- _ОТРЫВОК_
● ● ● ● ●

Когда все души сделали выбор, они подошли к Лахесис, которая отправила с каждой из них их гения или сопровождающего, чтобы исполнить их жребий. Он прежде всего подвел их под руку Клото и втянул в круговращение веретена, приводимого в движение ее рукой; от нее они были перенесены к Атропос, которая сделала нити необратимыми; откуда, не оборачиваясь, они прошли под троном Необходимости; и когда они все прошли, они двинулись дальше в палящем зное к равнине Забвения и отдохнули вечером у реки Небрежности, чью воду нельзя было удержать ни в одном сосуде; из нее все они должны были выпить определенное количество — некоторые из них выпили больше, чем требовалось, и тот, кто пил, забывал обо всем. Самому Эру не дали пить. Когда они легли отдыхать, около полуночи начались грозы и землетрясения, и внезапно их всех разбросало в разные стороны, и они устремились, подобно звездам, к своему рождению. О своем возвращении в тело он знал лишь то, что, внезапно проснувшись утром, обнаружил себя лежащим на погребальном костре.

Так, Главкон, сказание было спасено и станет нашим спасением, если мы поверим, что душа бессмертна, и будем твердо держаться небесного пути Справедливости и Знания. Так мы пройдем неоскверненными через реку Забвения, будем дороги самим себе и богам и получим венец награды и счастья как в этом мире, так и в тысячелетнем паломничестве в ином.

● ● ● ● ●

- _ПРЕДОСТАВЛЕННЫЙ МАТЕРИАЛ_
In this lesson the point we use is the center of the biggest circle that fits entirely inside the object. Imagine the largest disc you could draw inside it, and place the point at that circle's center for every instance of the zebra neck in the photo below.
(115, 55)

● ● ● ● ●

- _СПИСОК ЗАДАЧ_
1. Продублируйте без изменений часть отрывка о странствии душ, которая начинается словами «Так, Главкон, сказание» и заканчивается словами «паломничестве в ином.».
2. Подхватите отрывок о странствии душ и Эре и напишите его продолжение, начиная сразу после последнего предложения.

- _ОТВЕТЫ_
1.
Так, Главкон, сказание было спасено и станет нашим спасением, если мы поверим, что душа бессмертна, и будем твердо держаться небесного пути Справедливости и Знания. Так мы пройдем неоскверненными через реку Забвения, будем дороги самим себе и богам и получим венец награды и счастья как в этом мире, так и в тысячелетнем паломничестве в ином.

2.
Десятая книга «Государства» Платона распадается на две части: во-первых, возвращаясь к старой теме, которая была прервана, Сократ нападает на поэтов, которые, теперь, когда природа души была проанализирована, предстают весьма далекими от истины; и во-вторых, показав реальность счастья справедливого человека, он требует, чтобы ему вернули видимость, а затем переходит к доказательству бессмертия души. Аргументация, как и в «Федоне» и «Горгии», дополняется видением будущей жизни.

Почему Платон, который сам был поэтом и чьи диалоги являются поэмами и драмами, был враждебен к поэтам как к классу, и особенно к драматическим поэтам; почему он не увидел, что истина может быть воплощена в стихах так же, как и в прозе, и что существуют некоторые неопределимые свет и тени человеческой жизни, которые могут быть выражены только в поэзии — некоторые элементы воображения, которые всегда переплетаются с разумом; почему он предположил, что эпический стих неразрывно связан с нечистотами старой эллинской мифологии; почему он пытается судить Гомера и Гесиода по несправедливому и прозаическому критерию полезности — это вопросы, которые всегда обсуждались среди исследователей Платона. Хотя мы не можем дать на них полный ответ, мы можем показать: во-первых, что его взгляды возникли естественным образом из обстоятельств его эпохи; и во-вторых, мы можем выявить как истину, так и заблуждение, которые в них содержатся.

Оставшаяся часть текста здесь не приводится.